**Document text**

◆ ◆ ◆ ◆ ◆

Latitude: 53.3602 / 53°21'36"N

Longitude: -1.6883 / 1°41'17"W

OS Eastings: 420841.736324

OS Northings: 384857.41492

OS Grid: SK208848

Mapcode National: GBR JYNL.95

Mapcode Global: WHCCG.1SBW

Entry Name: Cairn on Bamford Edge, 500m north east of Mooredge

Scheduled Date: 28 February 1963

Last Amended: 5 February 1999

Source: Historic England

Source ID: 1018083

English Heritage Legacy ID: 29825

County: Derbyshire

Civil Parish: Bamford

Traditional County: Derbyshire

Lieutenancy Area (Ceremonial County): Derbyshire

Church of England Parish: Bamford and Derwent St John the Baptist

Church of England Diocese: Derby

Details

The monument includes the remains of a large cairn about 10m east of the
Millstone Grit escarpment known as Bamford Edge, overlooking the upper Derwent
valley. The cairn is dated to the Bronze Age and its size, position and
relative isolation indicate that the structure was used for funerary purposes.

◆ ◆ ◆ ◆ ◆

**Given request 1**
In the Bamford Edge cairn entry, why is the cairn thought to have been used for funerary purposes?
**Given request 2**
Write the next part of the Bamford Edge cairn entry, picking up after its final sentence.

◆ ◆ ◆ ◆ ◆

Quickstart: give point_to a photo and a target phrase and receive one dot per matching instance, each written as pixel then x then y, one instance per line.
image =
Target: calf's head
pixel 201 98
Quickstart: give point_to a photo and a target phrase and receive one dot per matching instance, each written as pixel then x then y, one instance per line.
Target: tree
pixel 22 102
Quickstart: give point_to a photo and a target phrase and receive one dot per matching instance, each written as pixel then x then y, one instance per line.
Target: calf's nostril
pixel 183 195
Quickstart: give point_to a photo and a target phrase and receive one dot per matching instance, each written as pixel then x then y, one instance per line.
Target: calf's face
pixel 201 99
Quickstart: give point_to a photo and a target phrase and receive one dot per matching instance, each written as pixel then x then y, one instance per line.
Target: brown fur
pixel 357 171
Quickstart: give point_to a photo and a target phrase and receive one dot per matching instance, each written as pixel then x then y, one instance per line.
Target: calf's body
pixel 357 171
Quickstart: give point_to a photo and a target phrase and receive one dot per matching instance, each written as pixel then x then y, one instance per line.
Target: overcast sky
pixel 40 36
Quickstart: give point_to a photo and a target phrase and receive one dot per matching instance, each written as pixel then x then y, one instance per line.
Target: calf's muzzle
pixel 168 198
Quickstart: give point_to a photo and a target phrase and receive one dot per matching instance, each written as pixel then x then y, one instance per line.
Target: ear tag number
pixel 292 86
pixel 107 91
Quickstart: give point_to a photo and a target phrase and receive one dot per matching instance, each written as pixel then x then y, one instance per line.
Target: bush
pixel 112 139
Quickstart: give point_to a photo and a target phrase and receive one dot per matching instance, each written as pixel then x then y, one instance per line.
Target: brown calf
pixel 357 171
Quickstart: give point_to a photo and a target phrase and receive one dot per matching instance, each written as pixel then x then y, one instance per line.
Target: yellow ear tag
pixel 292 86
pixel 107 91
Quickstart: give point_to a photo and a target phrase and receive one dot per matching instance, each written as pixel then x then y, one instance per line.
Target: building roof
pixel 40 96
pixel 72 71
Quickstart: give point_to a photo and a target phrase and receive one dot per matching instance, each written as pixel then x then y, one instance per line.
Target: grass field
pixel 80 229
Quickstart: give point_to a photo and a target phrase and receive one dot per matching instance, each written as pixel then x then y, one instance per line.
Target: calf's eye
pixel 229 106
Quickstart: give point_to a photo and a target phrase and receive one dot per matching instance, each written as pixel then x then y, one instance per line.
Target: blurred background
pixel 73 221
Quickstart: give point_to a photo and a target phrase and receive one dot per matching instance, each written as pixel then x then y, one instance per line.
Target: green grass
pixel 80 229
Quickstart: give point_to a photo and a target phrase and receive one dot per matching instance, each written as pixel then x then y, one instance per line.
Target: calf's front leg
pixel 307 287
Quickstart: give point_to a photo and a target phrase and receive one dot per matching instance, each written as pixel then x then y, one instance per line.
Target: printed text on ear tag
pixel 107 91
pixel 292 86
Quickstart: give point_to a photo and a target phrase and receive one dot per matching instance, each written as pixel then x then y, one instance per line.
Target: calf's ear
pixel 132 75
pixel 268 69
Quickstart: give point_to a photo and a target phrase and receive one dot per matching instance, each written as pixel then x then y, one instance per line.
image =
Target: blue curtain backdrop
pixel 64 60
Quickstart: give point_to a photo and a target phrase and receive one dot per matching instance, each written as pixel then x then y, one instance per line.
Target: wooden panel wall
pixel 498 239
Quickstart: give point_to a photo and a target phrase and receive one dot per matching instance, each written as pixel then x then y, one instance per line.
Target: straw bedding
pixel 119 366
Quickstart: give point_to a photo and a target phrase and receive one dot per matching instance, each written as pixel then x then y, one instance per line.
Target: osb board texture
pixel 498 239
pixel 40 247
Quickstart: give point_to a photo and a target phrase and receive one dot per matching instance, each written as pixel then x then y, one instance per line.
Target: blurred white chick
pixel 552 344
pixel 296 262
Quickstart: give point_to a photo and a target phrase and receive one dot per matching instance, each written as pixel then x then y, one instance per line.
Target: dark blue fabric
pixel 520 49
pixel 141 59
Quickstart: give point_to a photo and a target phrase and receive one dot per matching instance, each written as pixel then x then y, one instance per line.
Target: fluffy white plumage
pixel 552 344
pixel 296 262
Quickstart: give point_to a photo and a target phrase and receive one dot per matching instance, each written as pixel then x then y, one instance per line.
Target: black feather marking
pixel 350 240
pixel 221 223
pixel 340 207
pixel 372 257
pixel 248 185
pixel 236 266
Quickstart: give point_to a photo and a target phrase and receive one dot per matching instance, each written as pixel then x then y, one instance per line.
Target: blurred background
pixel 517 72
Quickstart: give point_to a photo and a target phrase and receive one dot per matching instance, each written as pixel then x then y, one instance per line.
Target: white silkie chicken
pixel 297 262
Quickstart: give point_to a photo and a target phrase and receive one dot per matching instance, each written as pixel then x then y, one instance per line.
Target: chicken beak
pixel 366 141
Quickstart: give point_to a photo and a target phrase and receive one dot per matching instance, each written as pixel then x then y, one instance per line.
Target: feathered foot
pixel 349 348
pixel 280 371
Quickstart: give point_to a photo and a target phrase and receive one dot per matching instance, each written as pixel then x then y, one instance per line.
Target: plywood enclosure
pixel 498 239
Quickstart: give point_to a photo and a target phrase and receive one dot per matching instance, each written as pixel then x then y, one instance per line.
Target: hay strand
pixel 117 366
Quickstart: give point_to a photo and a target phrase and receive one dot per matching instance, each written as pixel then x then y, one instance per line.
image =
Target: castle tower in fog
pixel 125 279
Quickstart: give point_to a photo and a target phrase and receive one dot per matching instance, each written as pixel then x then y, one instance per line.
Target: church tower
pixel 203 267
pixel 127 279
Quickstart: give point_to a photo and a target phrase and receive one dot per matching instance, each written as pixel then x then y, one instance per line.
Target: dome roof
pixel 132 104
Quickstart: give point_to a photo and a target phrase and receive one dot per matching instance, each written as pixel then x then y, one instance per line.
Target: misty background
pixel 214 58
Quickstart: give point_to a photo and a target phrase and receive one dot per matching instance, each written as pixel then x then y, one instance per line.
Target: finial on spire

◆ ◆ ◆ ◆ ◆

**Final answer 1**
The entry says that the cairn's size, position and relative isolation indicate that it served a funerary purpose.

**Final answer 2**
There is evidence for Bronze Age settlement and agriculture nearby.
The cairn measures approximately 20m in diameter and appears to have been
extensively robbed at its western side and centre. It now consists of a
substantial sub-circular stony embankment up to 0.6m high to the north, east
and south with part missing on the western side. The monument is interpreted
as a partially robbed cairn of relatively large size, indicative of a funerary
structure. Such large funerary cairns often occupy panoramic locations as in
this example, overlooking the Derwent valley and moorlands beyond. At the
south western end of the monument is a small cairn of stones, overlying the
embankment. The function of this is uncertain: it could have been the product
of a later disturbance, but may be part of the original composition of the
cairn, indicating a secondary burial.

MAP EXTRACT
The site of the monument is shown on the attached map extract.
It includes a 2 metre boundary around the archaeological features,
considered to be essential for the monument's support and preservation.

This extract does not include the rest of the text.